::: EXCERPT PROVIDED

Budget 2022

Here is some information from the 2022 budget that we think may be helpful for you and your business:

Inflation and the cost of living

The irony of two years’ trying to keep the economy as healthy as the population, is that the economy is currently running well enough but ordinary New Zealanders can’t keep up. Soaring global inflation is predicted to ease from later this year. The Budget introduces measures designed to get New Zealanders through the meantime.

Reductions at the pump and on public transport extend for a further two months, till August.

A cost-of-living targeted payment of $350 delivered across three monthly payments from August 1, is planned. It’s a top up, it’s temporary and it’s tax-free for an estimated 2.1 million Kiwis who earned less than $70,000 last year and are aged 18 or over. It works out at round $27 per week and Inland Revenue will administer it. Nobody needs to apply. Inland Revenue will pay it directly into your bank account if you’re eligible (check that your personal bank account details are correct in myIR). Those who already qualify for the Winter Energy Payment, or who qualify for Jobseeker support, superannuation or certain other benefits won’t receive it.

::::::
::: INPUT DATA

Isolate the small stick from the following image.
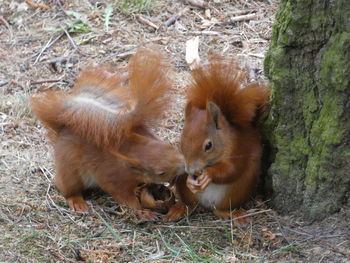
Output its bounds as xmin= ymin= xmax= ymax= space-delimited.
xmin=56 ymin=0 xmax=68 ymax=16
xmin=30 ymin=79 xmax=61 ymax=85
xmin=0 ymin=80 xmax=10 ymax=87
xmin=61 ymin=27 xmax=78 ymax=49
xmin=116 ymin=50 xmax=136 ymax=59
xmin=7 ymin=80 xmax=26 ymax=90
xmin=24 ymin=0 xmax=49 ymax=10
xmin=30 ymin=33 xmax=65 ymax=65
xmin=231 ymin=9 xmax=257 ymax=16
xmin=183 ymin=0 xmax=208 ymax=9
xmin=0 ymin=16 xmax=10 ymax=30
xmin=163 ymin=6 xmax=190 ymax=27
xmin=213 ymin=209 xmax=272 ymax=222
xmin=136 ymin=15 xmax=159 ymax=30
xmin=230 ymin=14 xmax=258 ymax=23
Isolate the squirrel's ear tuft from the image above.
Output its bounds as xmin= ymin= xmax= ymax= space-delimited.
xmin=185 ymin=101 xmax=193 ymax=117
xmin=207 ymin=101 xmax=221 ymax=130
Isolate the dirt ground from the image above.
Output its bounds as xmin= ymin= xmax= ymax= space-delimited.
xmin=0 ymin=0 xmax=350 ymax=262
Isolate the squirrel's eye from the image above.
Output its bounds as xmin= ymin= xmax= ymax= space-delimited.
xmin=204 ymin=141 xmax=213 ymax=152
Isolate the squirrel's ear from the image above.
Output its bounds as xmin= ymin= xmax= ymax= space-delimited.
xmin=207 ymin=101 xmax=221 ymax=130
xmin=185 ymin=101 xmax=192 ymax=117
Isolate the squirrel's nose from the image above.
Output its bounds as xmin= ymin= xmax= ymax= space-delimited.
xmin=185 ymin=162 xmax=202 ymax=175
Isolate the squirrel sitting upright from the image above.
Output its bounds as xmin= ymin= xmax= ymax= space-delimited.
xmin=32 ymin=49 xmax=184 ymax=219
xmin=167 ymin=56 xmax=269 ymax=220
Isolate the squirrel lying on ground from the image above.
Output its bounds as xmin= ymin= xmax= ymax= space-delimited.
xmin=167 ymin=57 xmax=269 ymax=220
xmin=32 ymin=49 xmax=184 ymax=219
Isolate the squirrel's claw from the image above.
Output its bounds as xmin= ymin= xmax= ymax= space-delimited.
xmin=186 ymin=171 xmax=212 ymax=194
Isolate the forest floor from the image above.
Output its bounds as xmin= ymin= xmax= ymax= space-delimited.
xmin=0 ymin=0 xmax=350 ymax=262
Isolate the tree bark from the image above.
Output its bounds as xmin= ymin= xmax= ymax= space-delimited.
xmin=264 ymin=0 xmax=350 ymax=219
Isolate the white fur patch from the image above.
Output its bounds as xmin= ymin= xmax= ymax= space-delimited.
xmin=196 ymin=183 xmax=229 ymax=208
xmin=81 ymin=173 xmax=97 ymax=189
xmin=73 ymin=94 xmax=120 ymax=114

::::::
::: INPUT DATA

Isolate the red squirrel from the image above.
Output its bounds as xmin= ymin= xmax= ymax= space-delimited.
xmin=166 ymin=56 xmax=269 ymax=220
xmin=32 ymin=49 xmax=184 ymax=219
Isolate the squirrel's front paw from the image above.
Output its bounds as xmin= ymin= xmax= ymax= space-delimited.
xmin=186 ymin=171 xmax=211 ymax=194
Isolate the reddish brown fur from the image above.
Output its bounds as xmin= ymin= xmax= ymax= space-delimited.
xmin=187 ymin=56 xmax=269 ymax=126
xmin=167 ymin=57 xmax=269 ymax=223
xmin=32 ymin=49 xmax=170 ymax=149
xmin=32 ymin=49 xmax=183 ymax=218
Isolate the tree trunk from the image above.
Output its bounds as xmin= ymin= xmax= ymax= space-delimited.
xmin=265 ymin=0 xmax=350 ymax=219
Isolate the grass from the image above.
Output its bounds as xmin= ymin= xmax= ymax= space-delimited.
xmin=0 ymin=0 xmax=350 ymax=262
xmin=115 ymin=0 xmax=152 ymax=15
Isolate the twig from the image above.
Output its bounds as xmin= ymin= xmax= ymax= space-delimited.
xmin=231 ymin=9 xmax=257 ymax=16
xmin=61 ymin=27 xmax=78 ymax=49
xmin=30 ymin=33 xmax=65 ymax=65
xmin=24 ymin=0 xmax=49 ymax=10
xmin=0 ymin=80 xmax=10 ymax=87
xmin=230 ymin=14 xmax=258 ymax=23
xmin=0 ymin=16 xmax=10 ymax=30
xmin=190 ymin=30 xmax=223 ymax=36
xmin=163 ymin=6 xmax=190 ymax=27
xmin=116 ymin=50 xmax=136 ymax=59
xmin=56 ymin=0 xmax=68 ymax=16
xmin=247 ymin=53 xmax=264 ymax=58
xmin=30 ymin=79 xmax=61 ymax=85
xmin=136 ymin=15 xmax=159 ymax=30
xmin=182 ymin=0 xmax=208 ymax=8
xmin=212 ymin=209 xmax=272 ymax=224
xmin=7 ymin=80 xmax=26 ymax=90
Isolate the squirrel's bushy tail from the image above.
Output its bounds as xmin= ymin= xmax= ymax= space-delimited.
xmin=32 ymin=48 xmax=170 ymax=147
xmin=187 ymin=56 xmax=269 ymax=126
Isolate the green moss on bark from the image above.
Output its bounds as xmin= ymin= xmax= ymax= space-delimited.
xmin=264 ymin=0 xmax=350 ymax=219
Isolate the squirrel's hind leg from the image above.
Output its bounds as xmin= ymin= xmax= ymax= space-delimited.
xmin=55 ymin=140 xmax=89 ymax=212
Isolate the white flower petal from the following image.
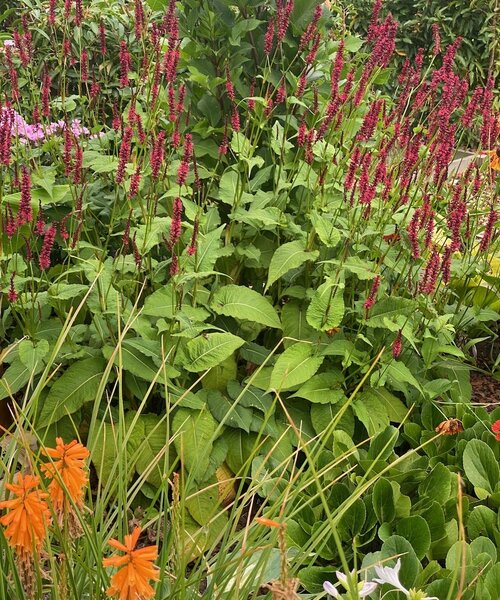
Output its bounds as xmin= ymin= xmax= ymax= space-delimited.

::::::
::: INPUT DATA

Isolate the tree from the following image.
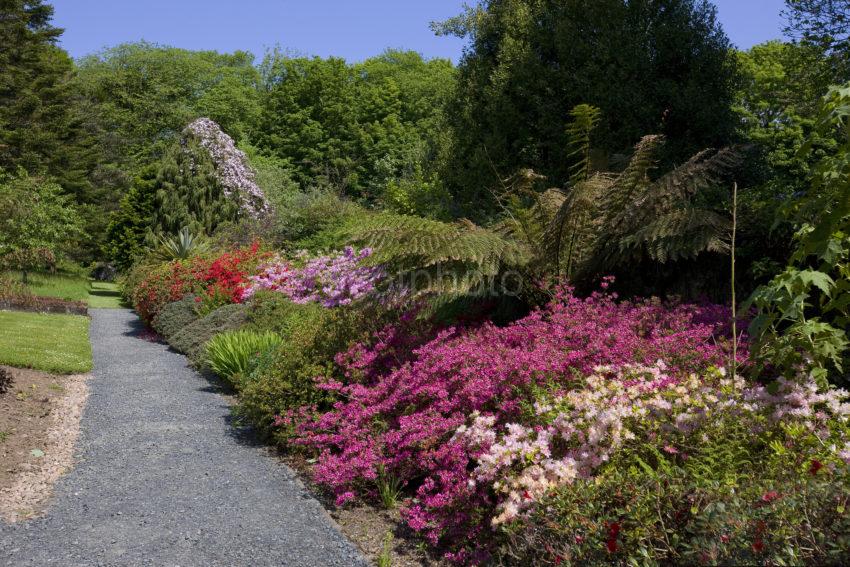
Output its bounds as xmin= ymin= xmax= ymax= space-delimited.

::::::

• PARTS OF THE EXERCISE:
**A)** From the 2022 budget text, copy out word for word the part that opens with the words containing "Here is some" and closes with "months, till August.".
**B)** According to the 2022 budget text, which agency will administer the cost-of-living payment?

• TASK RESPONSES:
**A)**
Here is some information from the 2022 budget that we think may be helpful for you and your business:

Inflation and the cost of living

The irony of two years’ trying to keep the economy as healthy as the population, is that the economy is currently running well enough but ordinary New Zealanders can’t keep up. Soaring global inflation is predicted to ease from later this year. The Budget introduces measures designed to get New Zealanders through the meantime.

Reductions at the pump and on public transport extend for a further two months, till August.

**B)** Inland Revenue